Reproduce each item that follows verbatim, with no changes to wording, punctuation, or line breaks.

◇ ◇ ◇ ◇

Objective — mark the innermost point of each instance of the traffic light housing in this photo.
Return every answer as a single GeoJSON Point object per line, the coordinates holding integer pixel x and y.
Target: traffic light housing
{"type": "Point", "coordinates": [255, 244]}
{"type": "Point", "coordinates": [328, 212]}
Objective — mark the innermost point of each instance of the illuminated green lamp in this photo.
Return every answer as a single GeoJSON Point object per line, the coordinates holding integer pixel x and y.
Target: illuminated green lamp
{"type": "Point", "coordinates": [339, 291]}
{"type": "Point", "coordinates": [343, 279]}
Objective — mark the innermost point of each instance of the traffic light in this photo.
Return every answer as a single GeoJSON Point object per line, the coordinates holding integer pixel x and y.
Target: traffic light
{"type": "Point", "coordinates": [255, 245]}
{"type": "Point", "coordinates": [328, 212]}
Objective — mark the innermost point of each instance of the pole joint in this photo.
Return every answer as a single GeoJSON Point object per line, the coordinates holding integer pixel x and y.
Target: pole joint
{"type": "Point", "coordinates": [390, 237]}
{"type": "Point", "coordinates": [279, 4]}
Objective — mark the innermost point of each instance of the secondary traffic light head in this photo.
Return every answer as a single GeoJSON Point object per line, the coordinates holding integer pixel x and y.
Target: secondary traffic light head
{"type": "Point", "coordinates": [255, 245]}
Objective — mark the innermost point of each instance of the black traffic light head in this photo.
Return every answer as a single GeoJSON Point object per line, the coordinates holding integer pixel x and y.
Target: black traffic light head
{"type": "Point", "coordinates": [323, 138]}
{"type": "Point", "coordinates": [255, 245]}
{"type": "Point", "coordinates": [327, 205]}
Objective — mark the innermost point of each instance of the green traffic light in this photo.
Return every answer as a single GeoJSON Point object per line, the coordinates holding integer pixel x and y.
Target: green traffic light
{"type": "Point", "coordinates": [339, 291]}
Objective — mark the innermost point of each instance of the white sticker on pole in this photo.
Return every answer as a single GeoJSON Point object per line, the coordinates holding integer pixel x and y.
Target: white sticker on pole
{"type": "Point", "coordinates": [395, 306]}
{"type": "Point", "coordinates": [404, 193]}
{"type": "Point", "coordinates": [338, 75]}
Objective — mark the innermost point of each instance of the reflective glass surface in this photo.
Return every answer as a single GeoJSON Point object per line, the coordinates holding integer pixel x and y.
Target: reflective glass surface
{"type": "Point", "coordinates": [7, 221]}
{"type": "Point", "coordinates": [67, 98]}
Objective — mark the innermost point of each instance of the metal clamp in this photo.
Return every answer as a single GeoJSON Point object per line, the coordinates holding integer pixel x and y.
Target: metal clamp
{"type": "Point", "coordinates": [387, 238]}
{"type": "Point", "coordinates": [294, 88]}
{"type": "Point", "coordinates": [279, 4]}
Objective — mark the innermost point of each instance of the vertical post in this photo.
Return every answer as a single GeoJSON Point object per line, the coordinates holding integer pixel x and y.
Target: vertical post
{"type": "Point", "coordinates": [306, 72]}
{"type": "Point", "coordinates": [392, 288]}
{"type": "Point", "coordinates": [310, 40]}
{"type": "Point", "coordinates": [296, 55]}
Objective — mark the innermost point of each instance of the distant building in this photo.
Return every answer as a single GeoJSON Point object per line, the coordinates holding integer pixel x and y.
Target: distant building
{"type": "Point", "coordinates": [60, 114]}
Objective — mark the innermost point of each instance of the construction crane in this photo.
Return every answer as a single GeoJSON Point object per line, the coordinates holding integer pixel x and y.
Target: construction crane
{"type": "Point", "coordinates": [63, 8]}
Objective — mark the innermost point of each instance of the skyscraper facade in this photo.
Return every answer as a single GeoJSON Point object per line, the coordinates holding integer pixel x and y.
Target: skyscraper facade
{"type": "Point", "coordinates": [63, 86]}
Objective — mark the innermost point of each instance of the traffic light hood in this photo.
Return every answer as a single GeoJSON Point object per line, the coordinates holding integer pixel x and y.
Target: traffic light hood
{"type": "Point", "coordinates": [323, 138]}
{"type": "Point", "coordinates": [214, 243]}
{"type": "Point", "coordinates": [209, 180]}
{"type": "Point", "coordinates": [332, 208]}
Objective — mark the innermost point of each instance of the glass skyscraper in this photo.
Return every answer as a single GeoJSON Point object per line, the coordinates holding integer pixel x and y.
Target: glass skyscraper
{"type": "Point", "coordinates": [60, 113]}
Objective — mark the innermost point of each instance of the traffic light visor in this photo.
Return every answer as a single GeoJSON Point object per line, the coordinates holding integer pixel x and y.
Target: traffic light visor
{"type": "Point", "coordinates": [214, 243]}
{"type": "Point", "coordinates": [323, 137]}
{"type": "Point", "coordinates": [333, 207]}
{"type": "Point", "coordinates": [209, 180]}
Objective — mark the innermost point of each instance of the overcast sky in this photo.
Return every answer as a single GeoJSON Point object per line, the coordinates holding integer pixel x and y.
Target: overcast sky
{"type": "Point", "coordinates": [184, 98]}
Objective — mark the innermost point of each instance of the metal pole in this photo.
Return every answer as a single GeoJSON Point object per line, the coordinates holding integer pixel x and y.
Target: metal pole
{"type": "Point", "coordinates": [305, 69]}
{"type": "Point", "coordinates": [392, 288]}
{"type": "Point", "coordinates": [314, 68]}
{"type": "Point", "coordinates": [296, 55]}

◇ ◇ ◇ ◇

### Response to the task
Objective — mark the innermost point of each instance of the traffic light housing in this photo.
Return every answer as a single GeoJSON Point object per line, the coordinates holding integer pixel x and y.
Target: traffic light housing
{"type": "Point", "coordinates": [255, 244]}
{"type": "Point", "coordinates": [328, 212]}
Objective — mark the innermost point of each instance of the illuminated green lamp in this photo.
Return every answer as a single GeoJSON Point object per line, the coordinates holding integer pixel x and y.
Target: illuminated green lamp
{"type": "Point", "coordinates": [339, 291]}
{"type": "Point", "coordinates": [343, 279]}
Objective — mark the innermost point of each instance of the traffic light in this photo.
Return every answer as a single GeoJSON Point object per line, the coordinates holding integer pixel x and y.
Target: traffic light
{"type": "Point", "coordinates": [255, 245]}
{"type": "Point", "coordinates": [328, 212]}
Objective — mark the innermost point of each instance of the pole joint in this photo.
Return every answer as a single GeoJSON Point object per line, the coordinates holding integer pixel x and y.
Target: pole joint
{"type": "Point", "coordinates": [390, 237]}
{"type": "Point", "coordinates": [279, 4]}
Objective — mark the innermost point of each instance of the secondary traffic light head in this photo.
Return every answer as a single GeoJSON Point object per line, the coordinates holding integer pixel x and y.
Target: secondary traffic light head
{"type": "Point", "coordinates": [255, 245]}
Objective — mark the innermost point of each instance of the black traffic light head in this photo.
Return every answer as a single GeoJSON Point object per line, the coordinates holding integer pixel x and y.
Target: black traffic light head
{"type": "Point", "coordinates": [323, 138]}
{"type": "Point", "coordinates": [255, 245]}
{"type": "Point", "coordinates": [327, 205]}
Objective — mark the innermost point of each instance of the green traffic light in this photo.
Return every answer as a single GeoJSON Point object per line, the coordinates holding integer pixel x and y.
Target: green traffic light
{"type": "Point", "coordinates": [339, 291]}
Objective — mark the innermost point of each instance of the white sticker on pole in this photo.
Return every answer as a single GeoJSON Point object per line, the coordinates holding integer pixel x and y.
Target: white sticker on pole
{"type": "Point", "coordinates": [395, 306]}
{"type": "Point", "coordinates": [404, 193]}
{"type": "Point", "coordinates": [338, 75]}
Objective — mark the innermost point of each instance of the reflective glass surface in this photo.
Return every answer as a single GeoJSON Point object per line, the coordinates holding integer pixel x and y.
Target: reflective glass surface
{"type": "Point", "coordinates": [7, 221]}
{"type": "Point", "coordinates": [67, 98]}
Objective — mark the innermost point of each instance of the metal clamp in this photo.
Return every answer as a single GeoJSON Point object per line, the coordinates holding integer pixel x and y.
Target: metal clamp
{"type": "Point", "coordinates": [387, 238]}
{"type": "Point", "coordinates": [294, 88]}
{"type": "Point", "coordinates": [279, 4]}
Objective — mark the innermost point of each instance of the vertical post in this photo.
Return every answer as a single GeoJSON Point object per line, the coordinates holding integer pixel x and y.
Target: vertical post
{"type": "Point", "coordinates": [306, 72]}
{"type": "Point", "coordinates": [392, 288]}
{"type": "Point", "coordinates": [310, 40]}
{"type": "Point", "coordinates": [296, 55]}
Objective — mark the innermost point of each instance of the distant building in this photo.
Return every answer as a single GeoJSON Point object per line, the coordinates holding integer pixel x and y.
Target: distant building
{"type": "Point", "coordinates": [60, 114]}
Objective — mark the innermost point of each instance of the construction crane in this photo.
Return every answer as a single GeoJSON Point object per line, the coordinates holding integer pixel x and y.
Target: construction crane
{"type": "Point", "coordinates": [63, 8]}
Objective — mark the innermost point of each instance of the skyscraper facade in this photo.
Return every answer as a single GeoJSON Point object per line, the coordinates holding integer pixel x and y.
Target: skyscraper facade
{"type": "Point", "coordinates": [63, 86]}
Objective — mark the innermost point of each instance of the traffic light hood in this photo.
Return every answer as a single GeoJSON Point object per line, the coordinates holding integer pixel x and y.
Target: traffic light hood
{"type": "Point", "coordinates": [323, 138]}
{"type": "Point", "coordinates": [214, 243]}
{"type": "Point", "coordinates": [209, 180]}
{"type": "Point", "coordinates": [332, 208]}
Objective — mark the innermost point of each instance of the glass skyscraper in this photo.
Return every answer as a single GeoJSON Point object per line, the coordinates holding integer pixel x and y.
Target: glass skyscraper
{"type": "Point", "coordinates": [60, 113]}
Objective — mark the innermost point of each instance of the traffic light visor in this photo.
Return every answer as a single GeoJSON Point object per line, the coordinates holding integer pixel x and y.
Target: traffic light visor
{"type": "Point", "coordinates": [214, 243]}
{"type": "Point", "coordinates": [323, 137]}
{"type": "Point", "coordinates": [333, 207]}
{"type": "Point", "coordinates": [209, 180]}
Objective — mark the innermost point of each instance of the overcast sky in this photo.
Return every answer as a single GeoJSON Point object per line, the coordinates holding integer pixel x and y.
Target: overcast sky
{"type": "Point", "coordinates": [184, 98]}
Objective — mark the innermost point of each instance of the metal pole in this photo.
Return every answer as a single GeoJSON Point object per line, the coordinates holding integer pixel x and y.
Target: metal pole
{"type": "Point", "coordinates": [305, 69]}
{"type": "Point", "coordinates": [392, 288]}
{"type": "Point", "coordinates": [314, 68]}
{"type": "Point", "coordinates": [296, 55]}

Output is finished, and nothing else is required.